Edisi: 1.165
Halaman 5
Integritas |Independen |Kredibel
JAKARTA, KUPANG TIMES - Gaya hidup mewah Keluarga Pejabat Nepal yang diunggah di media sosial membuat marah masyarakat hingga memicu demonstrasi massal.
Nepal diguncang demonstrasi berdarah yang melengserkan Perdana Menteri Sharma Oli.
Demonstran membakar sejumlah gedung pemerintah termasuk gedung parlemen.
Sebanyak 22 orang tewas dan lebih dari 100 orang terluka akibat bentrokan dengan Aparat Polisi.

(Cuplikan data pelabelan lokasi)

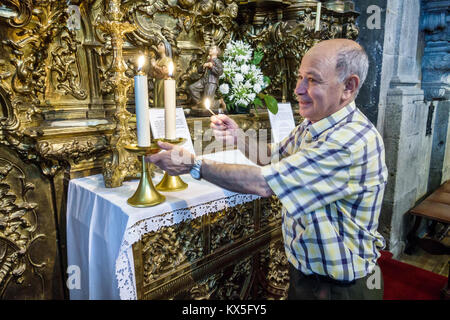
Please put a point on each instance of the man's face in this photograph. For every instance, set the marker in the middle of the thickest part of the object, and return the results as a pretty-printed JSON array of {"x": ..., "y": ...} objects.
[{"x": 318, "y": 89}]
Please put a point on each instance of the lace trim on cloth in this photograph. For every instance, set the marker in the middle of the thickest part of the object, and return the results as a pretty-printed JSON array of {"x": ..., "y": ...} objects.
[{"x": 125, "y": 267}]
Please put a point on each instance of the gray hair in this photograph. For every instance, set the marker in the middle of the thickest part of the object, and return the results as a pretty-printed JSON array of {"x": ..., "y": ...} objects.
[{"x": 352, "y": 61}]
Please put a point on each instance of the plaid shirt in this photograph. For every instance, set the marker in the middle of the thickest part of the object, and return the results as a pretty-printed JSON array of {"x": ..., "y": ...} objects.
[{"x": 330, "y": 177}]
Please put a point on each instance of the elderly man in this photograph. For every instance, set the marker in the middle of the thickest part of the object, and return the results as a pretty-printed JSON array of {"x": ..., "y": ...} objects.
[{"x": 329, "y": 174}]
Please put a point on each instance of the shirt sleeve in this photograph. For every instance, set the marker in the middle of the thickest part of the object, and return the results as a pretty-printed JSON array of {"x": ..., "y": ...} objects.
[{"x": 311, "y": 178}]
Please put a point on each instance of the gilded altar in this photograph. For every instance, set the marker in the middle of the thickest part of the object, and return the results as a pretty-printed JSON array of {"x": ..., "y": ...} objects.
[{"x": 67, "y": 106}]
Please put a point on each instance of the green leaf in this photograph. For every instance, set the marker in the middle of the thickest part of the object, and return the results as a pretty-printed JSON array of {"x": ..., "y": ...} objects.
[{"x": 271, "y": 103}]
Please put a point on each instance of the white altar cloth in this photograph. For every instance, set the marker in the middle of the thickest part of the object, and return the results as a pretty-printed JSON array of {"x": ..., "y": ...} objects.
[{"x": 102, "y": 227}]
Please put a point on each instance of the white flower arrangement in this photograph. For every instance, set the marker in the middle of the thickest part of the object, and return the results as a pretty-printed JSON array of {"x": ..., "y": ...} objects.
[{"x": 242, "y": 81}]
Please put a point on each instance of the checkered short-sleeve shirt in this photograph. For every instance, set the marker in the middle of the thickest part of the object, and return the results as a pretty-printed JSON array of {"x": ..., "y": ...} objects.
[{"x": 330, "y": 177}]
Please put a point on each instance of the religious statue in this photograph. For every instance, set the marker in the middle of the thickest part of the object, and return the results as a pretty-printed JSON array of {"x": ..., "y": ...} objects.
[
  {"x": 206, "y": 86},
  {"x": 160, "y": 71}
]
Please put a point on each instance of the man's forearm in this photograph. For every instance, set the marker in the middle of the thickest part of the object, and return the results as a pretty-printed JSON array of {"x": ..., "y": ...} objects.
[{"x": 237, "y": 178}]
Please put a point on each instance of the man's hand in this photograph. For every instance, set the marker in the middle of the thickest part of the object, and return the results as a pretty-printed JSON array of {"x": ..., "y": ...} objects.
[
  {"x": 224, "y": 128},
  {"x": 174, "y": 160}
]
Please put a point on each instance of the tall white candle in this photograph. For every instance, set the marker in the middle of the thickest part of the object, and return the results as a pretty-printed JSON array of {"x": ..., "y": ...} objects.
[
  {"x": 318, "y": 12},
  {"x": 141, "y": 101},
  {"x": 170, "y": 105}
]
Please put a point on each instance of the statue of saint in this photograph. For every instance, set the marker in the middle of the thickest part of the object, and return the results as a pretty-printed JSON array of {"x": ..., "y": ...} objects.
[
  {"x": 160, "y": 72},
  {"x": 206, "y": 86}
]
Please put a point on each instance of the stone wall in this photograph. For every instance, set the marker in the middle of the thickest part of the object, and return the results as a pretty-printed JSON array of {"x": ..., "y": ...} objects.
[{"x": 412, "y": 104}]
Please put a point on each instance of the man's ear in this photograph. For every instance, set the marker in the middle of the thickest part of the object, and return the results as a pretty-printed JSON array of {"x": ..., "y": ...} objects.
[{"x": 351, "y": 85}]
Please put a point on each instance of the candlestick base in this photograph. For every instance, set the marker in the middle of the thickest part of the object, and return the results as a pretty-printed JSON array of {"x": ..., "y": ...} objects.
[
  {"x": 168, "y": 182},
  {"x": 146, "y": 194}
]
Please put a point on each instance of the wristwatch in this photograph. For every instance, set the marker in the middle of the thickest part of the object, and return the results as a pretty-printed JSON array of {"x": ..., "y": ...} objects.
[{"x": 195, "y": 171}]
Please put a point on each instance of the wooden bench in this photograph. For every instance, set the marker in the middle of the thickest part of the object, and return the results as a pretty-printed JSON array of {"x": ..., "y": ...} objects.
[{"x": 436, "y": 207}]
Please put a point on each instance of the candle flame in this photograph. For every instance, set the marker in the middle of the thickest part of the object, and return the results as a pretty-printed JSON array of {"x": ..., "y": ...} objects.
[
  {"x": 141, "y": 62},
  {"x": 170, "y": 67}
]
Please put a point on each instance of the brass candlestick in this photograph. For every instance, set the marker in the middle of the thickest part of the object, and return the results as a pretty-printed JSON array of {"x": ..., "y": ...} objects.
[
  {"x": 146, "y": 194},
  {"x": 168, "y": 182}
]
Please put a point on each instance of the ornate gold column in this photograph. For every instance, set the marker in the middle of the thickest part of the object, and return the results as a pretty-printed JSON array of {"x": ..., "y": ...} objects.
[{"x": 120, "y": 163}]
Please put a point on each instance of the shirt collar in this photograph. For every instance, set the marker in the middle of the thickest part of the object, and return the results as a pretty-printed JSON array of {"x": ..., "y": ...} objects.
[{"x": 315, "y": 129}]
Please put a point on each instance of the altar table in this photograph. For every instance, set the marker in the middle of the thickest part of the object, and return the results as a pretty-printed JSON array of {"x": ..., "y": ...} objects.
[{"x": 102, "y": 227}]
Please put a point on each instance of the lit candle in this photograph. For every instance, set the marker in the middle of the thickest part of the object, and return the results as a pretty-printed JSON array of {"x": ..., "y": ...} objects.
[
  {"x": 141, "y": 101},
  {"x": 208, "y": 106},
  {"x": 319, "y": 8},
  {"x": 170, "y": 104}
]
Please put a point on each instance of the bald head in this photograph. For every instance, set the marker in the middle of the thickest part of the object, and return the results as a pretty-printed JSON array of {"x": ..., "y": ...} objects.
[{"x": 349, "y": 58}]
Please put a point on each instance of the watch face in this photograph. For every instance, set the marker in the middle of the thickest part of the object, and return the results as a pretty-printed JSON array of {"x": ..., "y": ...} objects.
[{"x": 195, "y": 174}]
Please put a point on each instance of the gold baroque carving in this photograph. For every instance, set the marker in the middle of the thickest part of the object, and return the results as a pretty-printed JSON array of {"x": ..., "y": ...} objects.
[
  {"x": 18, "y": 223},
  {"x": 270, "y": 211},
  {"x": 64, "y": 64},
  {"x": 230, "y": 225},
  {"x": 170, "y": 247},
  {"x": 234, "y": 286},
  {"x": 76, "y": 150},
  {"x": 274, "y": 273}
]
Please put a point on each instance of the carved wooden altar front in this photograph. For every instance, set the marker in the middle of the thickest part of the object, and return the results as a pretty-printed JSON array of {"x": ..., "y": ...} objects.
[{"x": 66, "y": 100}]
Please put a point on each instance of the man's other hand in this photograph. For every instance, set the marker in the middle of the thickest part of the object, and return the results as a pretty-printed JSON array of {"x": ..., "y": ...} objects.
[{"x": 173, "y": 159}]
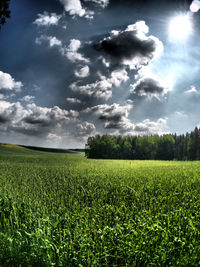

## [PERMINTAAN TERTULIS A]
Menurut berita tentang demonstrasi di Nepal, berapa orang tewas akibat bentrokan dengan aparat polisi?
## [PERMINTAAN TERTULIS B]
Hitung baris dalam daftar yang memuat kata "white", dengan membedakan huruf besar dan huruf kecil. Tuliskan angkanya saja.
Teks dan daftar ini merupakan dua bahan yang terpisah.

## [JAWABAN LENGKAP A]
Sebanyak 22 orang tewas.

## [JAWABAN LENGKAP B]
3